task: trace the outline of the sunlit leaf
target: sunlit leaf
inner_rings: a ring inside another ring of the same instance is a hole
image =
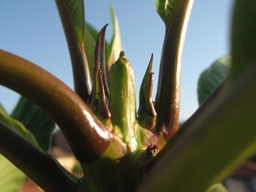
[[[165,24],[170,22],[177,0],[157,0],[156,10]]]
[[[160,151],[164,157],[140,191],[205,191],[255,153],[255,73],[202,104]]]
[[[201,74],[197,88],[199,104],[227,78],[230,70],[230,60],[229,55],[223,56],[215,61]]]
[[[0,109],[0,121],[11,127],[23,138],[31,142],[35,146],[40,148],[34,135],[27,129],[19,121],[10,117],[3,109]]]
[[[209,188],[206,192],[228,192],[221,183],[217,183]]]
[[[19,120],[33,134],[42,149],[45,152],[49,150],[55,123],[45,113],[22,97],[12,116]]]

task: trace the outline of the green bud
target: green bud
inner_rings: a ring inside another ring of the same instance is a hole
[[[135,84],[133,68],[121,51],[109,71],[109,109],[113,129],[134,151],[141,146],[140,127],[136,120]]]

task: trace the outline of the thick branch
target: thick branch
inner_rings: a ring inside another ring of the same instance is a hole
[[[179,127],[180,68],[183,45],[193,0],[178,1],[166,24],[157,92],[157,127],[168,140]]]
[[[255,152],[255,72],[253,66],[202,105],[159,152],[138,191],[204,191]]]
[[[101,156],[113,140],[120,148],[125,148],[67,85],[35,64],[4,51],[0,51],[0,84],[44,110],[61,129],[79,161]]]
[[[83,45],[83,43],[79,45],[65,1],[56,0],[55,2],[70,54],[75,92],[86,102],[91,93],[92,82]]]
[[[45,191],[76,191],[78,178],[0,122],[0,153]]]

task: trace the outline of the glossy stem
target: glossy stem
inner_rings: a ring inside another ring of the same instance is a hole
[[[78,178],[0,122],[0,152],[45,191],[76,191]]]
[[[78,42],[65,1],[56,0],[55,2],[70,54],[74,90],[77,95],[86,102],[91,94],[92,82],[83,43],[80,45]]]
[[[157,127],[167,140],[179,127],[182,56],[193,3],[178,1],[170,22],[166,25],[156,104]]]
[[[101,156],[111,140],[117,139],[63,82],[35,64],[1,50],[0,84],[44,110],[61,129],[80,162]]]
[[[205,191],[255,153],[255,72],[251,67],[202,104],[159,152],[138,191]]]

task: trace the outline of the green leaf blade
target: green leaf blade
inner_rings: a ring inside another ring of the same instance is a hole
[[[4,109],[0,109],[0,121],[8,125],[23,138],[31,142],[35,146],[40,148],[34,135],[22,124],[4,112]]]
[[[66,3],[75,28],[77,40],[80,45],[84,41],[84,4],[81,0],[67,0]]]
[[[170,22],[175,7],[177,0],[157,0],[156,10],[165,24]]]
[[[231,29],[231,81],[256,65],[255,7],[255,1],[237,0],[235,3]]]
[[[200,104],[227,77],[230,71],[230,55],[221,57],[201,74],[197,89]]]
[[[55,123],[45,113],[22,97],[12,116],[21,122],[33,134],[40,148],[48,152]]]

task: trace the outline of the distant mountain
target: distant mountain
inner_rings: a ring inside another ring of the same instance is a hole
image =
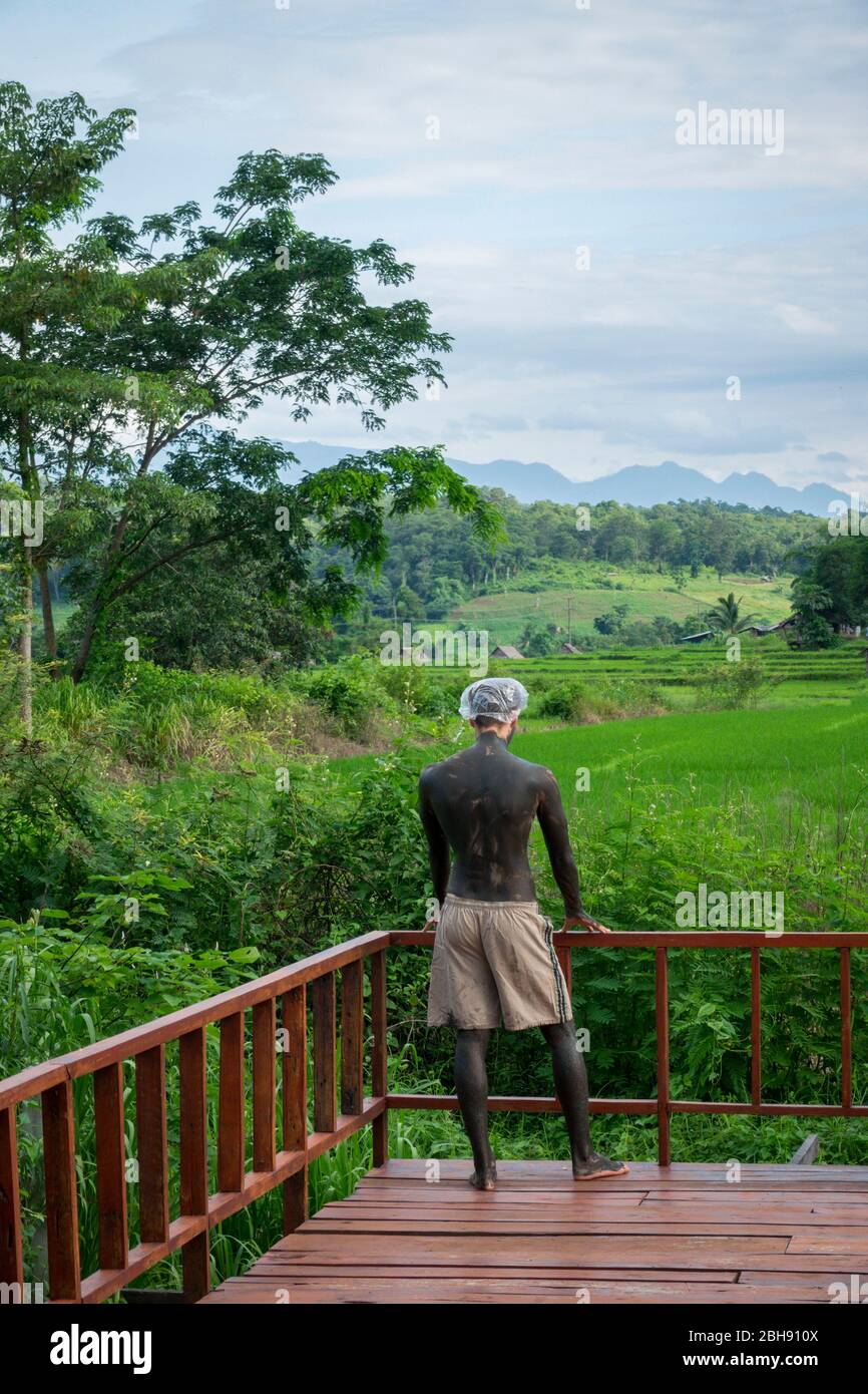
[[[318,441],[284,441],[283,445],[298,457],[300,470],[322,470],[334,464],[341,456],[361,454],[344,446],[320,445]],[[751,509],[783,509],[784,513],[815,513],[826,517],[829,503],[835,499],[850,502],[847,493],[833,489],[829,484],[808,484],[804,489],[793,489],[775,484],[765,474],[751,470],[748,474],[730,474],[718,484],[698,470],[688,470],[674,460],[662,464],[631,464],[614,474],[598,480],[575,482],[566,474],[553,470],[550,464],[535,460],[525,464],[521,460],[490,460],[488,464],[471,464],[468,460],[449,459],[449,464],[471,484],[489,489],[506,489],[520,503],[535,503],[549,499],[552,503],[635,503],[637,507],[651,507],[655,503],[677,503],[679,499],[713,499],[719,503],[744,503]]]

▬▬▬

* Exercise goal *
Could you rewrite all of the records above, changing "trace the outline of" to "draw a polygon around" and leaving everything else as it is? Omit the pictures from your answer.

* Finished task *
task: draw a polygon around the sunlit leaf
target: sunlit leaf
inner_rings: a ring inside another ring of the same instance is a hole
image =
[[[165,24],[170,22],[177,0],[157,0],[156,10]]]
[[[160,151],[164,157],[140,191],[205,191],[255,153],[255,73],[202,104]]]
[[[201,74],[197,88],[199,104],[227,78],[230,70],[230,60],[229,55],[223,56],[215,61]]]
[[[0,109],[0,121],[11,127],[23,138],[31,142],[35,146],[40,148],[34,135],[27,129],[19,121],[10,117],[3,109]]]
[[[209,188],[206,192],[228,192],[221,183],[217,183]]]
[[[19,120],[33,134],[42,149],[45,152],[49,150],[55,123],[45,113],[22,97],[12,116]]]

task: draw a polygon around the green bud
target: green bud
inner_rings: a ring inside another ring of the same instance is a hole
[[[135,84],[133,68],[121,51],[109,71],[109,109],[113,129],[134,151],[141,146],[140,127],[136,120]]]

task: draw a polygon around the thick branch
target: thick branch
inner_rings: a ring inside another ring of the same instance is a hole
[[[179,127],[180,68],[183,45],[193,0],[178,1],[166,24],[157,92],[157,127],[168,140]]]
[[[255,152],[255,72],[253,66],[202,105],[159,152],[138,191],[204,191]]]
[[[101,156],[113,140],[120,148],[125,148],[67,85],[35,64],[4,51],[0,51],[0,84],[44,110],[61,129],[79,161]]]
[[[83,45],[83,43],[79,45],[65,1],[56,0],[55,2],[70,54],[75,92],[86,102],[91,93],[92,82]]]
[[[45,191],[76,191],[78,178],[0,122],[0,153]]]

task: draw a polygon around the glossy stem
target: glossy stem
inner_rings: a ring inside another ring of the same instance is a hole
[[[78,178],[0,122],[0,152],[45,191],[76,191]]]
[[[78,42],[65,1],[56,0],[55,2],[70,54],[74,90],[77,95],[86,102],[91,94],[92,82],[83,43],[80,45]]]
[[[157,127],[167,140],[179,127],[182,56],[193,3],[178,1],[170,22],[166,25],[156,104]]]
[[[101,156],[111,140],[117,139],[63,82],[35,64],[1,50],[0,84],[44,110],[61,129],[80,162]]]
[[[205,191],[255,153],[255,72],[251,67],[202,104],[159,152],[138,191]]]

task: draw a polygon around the green leaf blade
target: green leaf blade
inner_rings: a ring inside another ring of the same instance is a hole
[[[4,109],[0,109],[0,121],[8,125],[23,138],[31,142],[35,146],[40,148],[34,135],[22,124],[4,112]]]
[[[66,3],[75,28],[77,40],[80,45],[84,41],[84,4],[81,0],[67,0]]]
[[[170,22],[175,7],[177,0],[157,0],[156,10],[165,24]]]
[[[231,29],[231,81],[256,65],[255,7],[255,1],[237,0],[235,3]]]
[[[200,104],[227,77],[230,71],[230,55],[221,57],[201,74],[197,89]]]
[[[55,123],[45,113],[22,97],[12,116],[21,122],[33,134],[40,148],[48,152]]]

task: draw a polygon around the distant mountain
target: distant mountain
inner_rings: a ring inside another ring of the same instance is a hole
image =
[[[318,441],[284,441],[283,445],[298,457],[300,470],[322,470],[334,464],[341,456],[361,454],[344,446],[320,445]],[[751,509],[783,509],[784,513],[815,513],[826,517],[829,503],[835,499],[850,502],[847,493],[833,489],[829,484],[808,484],[804,489],[793,489],[775,484],[765,474],[751,470],[748,474],[730,474],[718,484],[698,470],[688,470],[674,460],[662,464],[631,464],[614,474],[598,480],[575,482],[566,474],[553,470],[550,464],[535,460],[525,464],[521,460],[490,460],[488,464],[471,464],[468,460],[449,459],[449,464],[471,484],[489,489],[506,489],[520,503],[535,503],[549,499],[552,503],[635,503],[637,507],[651,507],[655,503],[677,503],[679,499],[713,499],[719,503],[744,503]]]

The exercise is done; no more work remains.